Task statement - Output every line of the listing as it stands.

Start of Supplied material

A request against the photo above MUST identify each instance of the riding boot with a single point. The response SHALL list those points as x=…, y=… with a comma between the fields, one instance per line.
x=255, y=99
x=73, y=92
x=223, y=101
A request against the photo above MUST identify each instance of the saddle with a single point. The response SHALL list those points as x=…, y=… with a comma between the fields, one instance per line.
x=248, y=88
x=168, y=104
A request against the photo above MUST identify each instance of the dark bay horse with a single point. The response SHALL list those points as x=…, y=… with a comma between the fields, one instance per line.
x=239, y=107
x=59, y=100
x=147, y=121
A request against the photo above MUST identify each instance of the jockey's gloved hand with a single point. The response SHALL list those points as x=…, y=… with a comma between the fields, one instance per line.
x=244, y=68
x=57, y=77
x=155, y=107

End of Supplied material

Solution for this problem -
A request against the photo above MUST identify each instance of the riding boot with a single point. The response SHALL list those points as x=…, y=… with a comma between the fields, one instance per line.
x=255, y=99
x=73, y=92
x=223, y=101
A request against the photo above MUST identify each instance of the saddle with a single point. The response SHALL list those points as x=…, y=… with a comma between the fields, one instance per line.
x=248, y=88
x=168, y=104
A request against the photo above MUST identify each instance of the dark bay horse with a single point. The response SHALL list those points as x=…, y=… with a comma between the fields, one instance per line.
x=239, y=107
x=59, y=100
x=147, y=121
A request against the photo above MUST identify each instance of the jockey's gloved hand with a single point. The response SHALL list those points as x=…, y=… with a comma between the fields, one instance per line.
x=244, y=68
x=57, y=77
x=155, y=107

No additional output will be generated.